Required task
Starting at the line with "Q: Point at the white boat" in it, reproduce each line below through the last one, exactly, and include nothing else.
========
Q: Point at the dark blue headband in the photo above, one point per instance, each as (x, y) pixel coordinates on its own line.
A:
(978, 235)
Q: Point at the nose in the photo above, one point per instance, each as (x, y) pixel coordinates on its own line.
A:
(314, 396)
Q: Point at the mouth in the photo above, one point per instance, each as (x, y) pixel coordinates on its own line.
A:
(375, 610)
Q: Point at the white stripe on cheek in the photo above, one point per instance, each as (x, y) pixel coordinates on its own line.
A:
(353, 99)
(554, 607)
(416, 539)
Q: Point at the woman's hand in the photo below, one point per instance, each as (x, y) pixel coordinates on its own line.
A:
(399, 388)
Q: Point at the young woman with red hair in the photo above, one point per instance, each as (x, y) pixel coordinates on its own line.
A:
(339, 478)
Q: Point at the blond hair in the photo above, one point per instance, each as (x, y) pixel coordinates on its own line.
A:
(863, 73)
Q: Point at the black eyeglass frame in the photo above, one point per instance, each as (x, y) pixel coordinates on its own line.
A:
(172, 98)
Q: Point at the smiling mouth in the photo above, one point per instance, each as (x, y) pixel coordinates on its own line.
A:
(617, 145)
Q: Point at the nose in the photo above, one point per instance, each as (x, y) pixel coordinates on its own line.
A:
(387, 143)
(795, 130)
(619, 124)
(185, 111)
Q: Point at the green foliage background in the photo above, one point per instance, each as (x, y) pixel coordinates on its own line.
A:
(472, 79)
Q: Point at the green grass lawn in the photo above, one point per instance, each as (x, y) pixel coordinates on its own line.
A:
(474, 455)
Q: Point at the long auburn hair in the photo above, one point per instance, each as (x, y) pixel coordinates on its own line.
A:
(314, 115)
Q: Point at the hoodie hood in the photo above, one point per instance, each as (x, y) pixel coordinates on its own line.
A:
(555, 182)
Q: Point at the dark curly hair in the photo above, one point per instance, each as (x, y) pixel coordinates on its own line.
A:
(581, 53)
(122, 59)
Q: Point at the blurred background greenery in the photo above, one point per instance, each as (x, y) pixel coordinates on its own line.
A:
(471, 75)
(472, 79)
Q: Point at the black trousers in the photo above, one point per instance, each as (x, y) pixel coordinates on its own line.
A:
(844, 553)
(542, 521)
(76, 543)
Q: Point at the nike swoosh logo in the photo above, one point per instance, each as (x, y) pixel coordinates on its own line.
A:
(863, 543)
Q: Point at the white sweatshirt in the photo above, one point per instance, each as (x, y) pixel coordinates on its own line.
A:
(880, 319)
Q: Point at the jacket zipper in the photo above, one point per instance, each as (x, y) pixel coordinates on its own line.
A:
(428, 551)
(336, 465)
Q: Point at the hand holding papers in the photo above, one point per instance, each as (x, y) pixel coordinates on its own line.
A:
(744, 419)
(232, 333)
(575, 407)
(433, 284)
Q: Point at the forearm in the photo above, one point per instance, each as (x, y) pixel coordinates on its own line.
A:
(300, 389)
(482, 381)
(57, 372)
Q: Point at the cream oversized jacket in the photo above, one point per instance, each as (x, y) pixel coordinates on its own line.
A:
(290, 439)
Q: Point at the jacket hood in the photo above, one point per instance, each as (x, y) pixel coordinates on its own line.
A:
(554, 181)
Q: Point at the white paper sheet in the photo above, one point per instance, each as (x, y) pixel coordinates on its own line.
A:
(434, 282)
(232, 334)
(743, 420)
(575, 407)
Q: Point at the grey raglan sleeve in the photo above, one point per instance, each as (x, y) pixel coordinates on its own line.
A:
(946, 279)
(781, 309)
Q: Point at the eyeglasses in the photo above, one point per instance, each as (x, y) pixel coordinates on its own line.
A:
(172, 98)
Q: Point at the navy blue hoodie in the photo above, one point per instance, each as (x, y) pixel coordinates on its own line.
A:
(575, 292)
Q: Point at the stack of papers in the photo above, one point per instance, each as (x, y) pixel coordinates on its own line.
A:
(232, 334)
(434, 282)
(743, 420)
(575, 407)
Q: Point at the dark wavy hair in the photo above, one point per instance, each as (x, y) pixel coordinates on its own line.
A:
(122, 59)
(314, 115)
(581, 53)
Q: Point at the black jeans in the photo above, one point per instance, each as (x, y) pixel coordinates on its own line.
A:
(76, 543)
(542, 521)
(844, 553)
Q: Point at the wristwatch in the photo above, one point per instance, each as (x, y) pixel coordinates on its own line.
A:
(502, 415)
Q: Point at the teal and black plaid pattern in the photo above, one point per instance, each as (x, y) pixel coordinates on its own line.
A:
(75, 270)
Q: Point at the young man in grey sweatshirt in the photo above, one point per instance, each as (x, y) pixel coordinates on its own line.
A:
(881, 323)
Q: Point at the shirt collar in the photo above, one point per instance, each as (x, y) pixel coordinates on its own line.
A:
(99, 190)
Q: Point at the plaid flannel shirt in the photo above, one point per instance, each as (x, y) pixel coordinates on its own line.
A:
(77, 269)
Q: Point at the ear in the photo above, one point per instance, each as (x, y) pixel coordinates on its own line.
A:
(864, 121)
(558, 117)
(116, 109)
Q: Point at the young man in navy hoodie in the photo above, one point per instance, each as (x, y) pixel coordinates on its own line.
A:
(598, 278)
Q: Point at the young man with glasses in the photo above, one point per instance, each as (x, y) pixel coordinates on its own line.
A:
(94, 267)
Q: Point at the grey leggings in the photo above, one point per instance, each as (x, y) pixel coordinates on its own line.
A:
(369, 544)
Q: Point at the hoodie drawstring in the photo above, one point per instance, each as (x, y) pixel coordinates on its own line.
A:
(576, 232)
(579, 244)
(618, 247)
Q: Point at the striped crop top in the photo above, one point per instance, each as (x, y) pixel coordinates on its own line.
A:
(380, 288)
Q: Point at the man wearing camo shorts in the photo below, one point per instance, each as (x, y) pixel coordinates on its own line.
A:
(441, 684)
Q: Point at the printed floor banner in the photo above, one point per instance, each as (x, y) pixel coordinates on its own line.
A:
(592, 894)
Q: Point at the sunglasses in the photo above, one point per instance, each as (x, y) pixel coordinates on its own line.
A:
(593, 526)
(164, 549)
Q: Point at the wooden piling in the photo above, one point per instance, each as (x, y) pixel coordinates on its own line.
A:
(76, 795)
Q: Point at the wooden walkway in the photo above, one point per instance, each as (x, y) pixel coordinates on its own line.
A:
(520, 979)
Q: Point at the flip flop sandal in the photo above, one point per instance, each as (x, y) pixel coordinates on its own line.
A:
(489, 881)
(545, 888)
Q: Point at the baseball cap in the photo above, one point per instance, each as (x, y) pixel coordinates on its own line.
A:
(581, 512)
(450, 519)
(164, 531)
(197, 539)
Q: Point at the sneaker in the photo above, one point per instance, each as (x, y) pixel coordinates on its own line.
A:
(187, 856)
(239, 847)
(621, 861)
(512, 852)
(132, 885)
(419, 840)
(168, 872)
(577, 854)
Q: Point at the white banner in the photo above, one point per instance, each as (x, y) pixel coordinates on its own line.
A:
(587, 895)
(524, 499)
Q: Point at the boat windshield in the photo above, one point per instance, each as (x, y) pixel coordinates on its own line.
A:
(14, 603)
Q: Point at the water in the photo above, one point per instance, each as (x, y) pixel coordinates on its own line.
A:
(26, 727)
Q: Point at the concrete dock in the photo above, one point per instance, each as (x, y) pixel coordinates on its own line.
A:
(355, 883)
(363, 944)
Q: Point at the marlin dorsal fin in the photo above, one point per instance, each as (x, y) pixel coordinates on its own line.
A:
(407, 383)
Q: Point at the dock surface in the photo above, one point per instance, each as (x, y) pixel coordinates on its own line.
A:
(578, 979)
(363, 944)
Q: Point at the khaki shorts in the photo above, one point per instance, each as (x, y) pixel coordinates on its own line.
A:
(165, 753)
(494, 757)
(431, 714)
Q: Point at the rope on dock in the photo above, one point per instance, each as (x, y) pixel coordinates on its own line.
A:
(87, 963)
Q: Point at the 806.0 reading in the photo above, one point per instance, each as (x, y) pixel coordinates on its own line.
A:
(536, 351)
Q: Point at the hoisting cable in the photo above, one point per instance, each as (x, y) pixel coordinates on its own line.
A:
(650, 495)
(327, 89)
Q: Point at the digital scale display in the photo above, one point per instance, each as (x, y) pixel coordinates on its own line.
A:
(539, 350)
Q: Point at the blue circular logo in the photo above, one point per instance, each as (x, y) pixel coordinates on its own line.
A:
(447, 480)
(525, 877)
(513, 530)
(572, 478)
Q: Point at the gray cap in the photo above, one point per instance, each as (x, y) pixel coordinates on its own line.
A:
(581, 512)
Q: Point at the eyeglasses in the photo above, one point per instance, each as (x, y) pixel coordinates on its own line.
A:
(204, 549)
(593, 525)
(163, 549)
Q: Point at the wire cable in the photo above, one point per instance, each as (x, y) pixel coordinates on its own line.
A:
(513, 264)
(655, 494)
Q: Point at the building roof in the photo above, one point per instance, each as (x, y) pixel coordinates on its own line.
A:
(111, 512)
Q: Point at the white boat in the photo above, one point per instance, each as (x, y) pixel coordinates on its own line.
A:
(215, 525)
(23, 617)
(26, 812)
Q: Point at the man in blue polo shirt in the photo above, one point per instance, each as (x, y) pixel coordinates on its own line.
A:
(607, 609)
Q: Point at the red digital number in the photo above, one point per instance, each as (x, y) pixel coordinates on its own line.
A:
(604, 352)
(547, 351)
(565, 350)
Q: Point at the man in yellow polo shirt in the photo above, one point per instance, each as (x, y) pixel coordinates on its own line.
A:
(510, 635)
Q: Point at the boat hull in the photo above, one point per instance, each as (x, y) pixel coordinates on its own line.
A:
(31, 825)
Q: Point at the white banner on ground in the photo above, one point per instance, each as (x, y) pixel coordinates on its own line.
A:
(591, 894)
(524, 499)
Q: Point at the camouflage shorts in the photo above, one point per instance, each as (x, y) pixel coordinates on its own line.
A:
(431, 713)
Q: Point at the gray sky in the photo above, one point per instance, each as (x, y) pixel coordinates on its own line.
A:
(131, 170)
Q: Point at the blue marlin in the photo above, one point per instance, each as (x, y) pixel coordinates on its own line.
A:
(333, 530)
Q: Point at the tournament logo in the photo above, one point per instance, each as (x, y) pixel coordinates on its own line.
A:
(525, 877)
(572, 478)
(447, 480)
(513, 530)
========
Result for this exercise
Q: Point at the white boat in the photo above, one point per instance, each as (x, y) pixel coordinates on its own line.
A:
(215, 525)
(23, 617)
(26, 812)
Q: Point at the man in blue polo shirt in the photo above, one point per instance, each as (x, y) pixel coordinates on its own line.
A:
(607, 609)
Q: Point at the red digital number in the photo above, one point per instance, each as (x, y) pixel coordinates on its own line.
A:
(604, 352)
(547, 351)
(565, 350)
Q: Point at the man in yellow polo shirt in the photo above, one point per instance, each as (x, y) pixel coordinates on its own line.
A:
(510, 635)
Q: Point at the boat hull in the photo above, one point per instance, each as (x, y) pixel coordinates on its own line.
A:
(31, 825)
Q: Point at the white banner on ground in the photo above, one point per instance, each as (x, y) pixel coordinates on its own line.
A:
(591, 894)
(524, 499)
Q: Point at the camouflage shorts in the photo above, one point per instance, each as (x, y) pixel coordinates on its own line.
A:
(431, 713)
Q: Point at the gray sky in the photo above, one point per instance, each as (x, y) pixel coordinates on its own line.
A:
(131, 170)
Q: Point at the blue marlin in the photo above, one point per instance, each as (x, y) pixel coordinates on its own line.
A:
(333, 530)
Q: Point at the tournament logo in the photo above, one point per instance, each as (x, y) pixel coordinates on its own line.
A:
(525, 877)
(572, 478)
(447, 480)
(513, 530)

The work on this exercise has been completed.